Written instruction: In the forum thread on student loan collections below, what does the commenter musicale say tuition and fees have outpaced, and for how long?

What's to stop this from being abused, as the threshold for "potential civil
litigation" is probably a low and subjective bar, which the poor couldn't
afford to challenge/fight, if they were delinquent anyway...? Also, delinquent
is simply late on payments and not defaulted, yeah? One is far more egregious
than the other, is it not?

------
leereeves
This article leaves important questions unanswered:

It says the amount of money collected on delinquent student loans increased,
but is that due to a policy change or due to tax cuts and improving economic
conditions?

The chart shows an increase in collections every year since 2014, with the
largest increases in collections between 2014 and 2016, so it seems likely
it's just an improving economy.

But if there was a policy change, what changed?

------
musicale
There doesn't seem to be much of a counterbalance to the drastic increases in
tuition and fees, which have outpaced inflation for some 40 years or more.

------
viraptor
> including the cost of placing a loan with a private collection agency

I was under the impression that private collection agencies work on commission
from the amount they recover. Is that not the case?

------
thrower123
I feel badly for the people that got sold college as an aspiration that they
weren't qualified for, and dropped out after a couple of semesters.

I don't feel badly for the 30-somethings I know who racked up expensive
private school loans, bumbled around through "finding themselves", failed
startups, went back to school for more debt, traveled the world, and now are
finding the bill for that irresponsibility coming due.

Records:
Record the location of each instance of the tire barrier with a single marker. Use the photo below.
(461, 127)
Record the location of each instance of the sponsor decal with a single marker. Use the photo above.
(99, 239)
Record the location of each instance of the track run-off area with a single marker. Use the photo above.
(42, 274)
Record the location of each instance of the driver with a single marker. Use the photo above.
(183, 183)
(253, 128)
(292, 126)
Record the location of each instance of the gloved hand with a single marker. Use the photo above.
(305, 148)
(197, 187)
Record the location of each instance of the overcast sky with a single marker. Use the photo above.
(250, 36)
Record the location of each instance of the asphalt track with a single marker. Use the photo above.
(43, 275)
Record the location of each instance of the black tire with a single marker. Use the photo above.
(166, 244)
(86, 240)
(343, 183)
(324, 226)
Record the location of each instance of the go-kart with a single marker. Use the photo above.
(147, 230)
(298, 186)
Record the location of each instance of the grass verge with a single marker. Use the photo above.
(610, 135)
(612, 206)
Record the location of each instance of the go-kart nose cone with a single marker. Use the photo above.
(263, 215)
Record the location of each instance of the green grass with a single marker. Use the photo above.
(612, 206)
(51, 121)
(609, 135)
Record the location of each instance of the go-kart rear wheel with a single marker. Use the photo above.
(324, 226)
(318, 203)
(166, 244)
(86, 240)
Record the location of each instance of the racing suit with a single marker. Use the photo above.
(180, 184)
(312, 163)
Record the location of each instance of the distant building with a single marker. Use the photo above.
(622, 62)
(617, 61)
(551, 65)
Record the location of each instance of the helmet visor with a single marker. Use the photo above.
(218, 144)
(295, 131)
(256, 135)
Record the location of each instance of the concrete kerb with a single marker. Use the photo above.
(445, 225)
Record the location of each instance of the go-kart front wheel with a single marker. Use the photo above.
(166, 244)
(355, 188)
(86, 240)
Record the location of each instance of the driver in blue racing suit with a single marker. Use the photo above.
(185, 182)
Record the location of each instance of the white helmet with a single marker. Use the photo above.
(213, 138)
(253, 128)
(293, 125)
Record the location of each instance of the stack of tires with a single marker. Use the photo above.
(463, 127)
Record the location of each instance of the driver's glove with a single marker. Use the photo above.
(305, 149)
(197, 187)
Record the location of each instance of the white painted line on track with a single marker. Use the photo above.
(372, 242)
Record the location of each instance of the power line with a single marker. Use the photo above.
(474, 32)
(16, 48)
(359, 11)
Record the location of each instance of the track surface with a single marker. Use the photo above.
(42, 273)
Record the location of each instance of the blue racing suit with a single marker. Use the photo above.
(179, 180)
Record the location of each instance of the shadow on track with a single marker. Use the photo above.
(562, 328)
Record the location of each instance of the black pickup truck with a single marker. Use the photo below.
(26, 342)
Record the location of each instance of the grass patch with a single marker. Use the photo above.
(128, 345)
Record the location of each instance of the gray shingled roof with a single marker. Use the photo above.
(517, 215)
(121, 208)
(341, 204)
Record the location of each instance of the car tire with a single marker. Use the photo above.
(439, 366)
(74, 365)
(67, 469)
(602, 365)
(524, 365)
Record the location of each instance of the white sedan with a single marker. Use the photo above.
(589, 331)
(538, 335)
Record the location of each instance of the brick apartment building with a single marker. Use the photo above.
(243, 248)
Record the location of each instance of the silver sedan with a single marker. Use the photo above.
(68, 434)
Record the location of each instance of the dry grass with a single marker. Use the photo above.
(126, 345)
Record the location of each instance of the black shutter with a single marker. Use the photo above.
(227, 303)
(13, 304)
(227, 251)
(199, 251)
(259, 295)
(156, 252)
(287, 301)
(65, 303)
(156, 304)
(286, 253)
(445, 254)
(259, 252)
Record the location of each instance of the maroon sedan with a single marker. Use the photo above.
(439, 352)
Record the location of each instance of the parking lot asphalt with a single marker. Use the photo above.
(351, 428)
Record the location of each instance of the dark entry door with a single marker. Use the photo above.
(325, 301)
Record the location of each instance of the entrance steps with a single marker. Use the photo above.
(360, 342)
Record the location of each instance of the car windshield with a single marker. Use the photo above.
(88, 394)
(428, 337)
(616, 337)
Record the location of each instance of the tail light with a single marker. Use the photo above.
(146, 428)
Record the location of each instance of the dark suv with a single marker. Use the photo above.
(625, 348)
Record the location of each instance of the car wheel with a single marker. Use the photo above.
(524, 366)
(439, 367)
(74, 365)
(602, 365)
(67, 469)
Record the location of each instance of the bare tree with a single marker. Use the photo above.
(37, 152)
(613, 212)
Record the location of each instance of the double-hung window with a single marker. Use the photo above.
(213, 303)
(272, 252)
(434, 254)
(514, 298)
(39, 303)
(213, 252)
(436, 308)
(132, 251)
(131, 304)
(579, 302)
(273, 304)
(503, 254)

Completed task: They have outpaced inflation for some 40 years or more.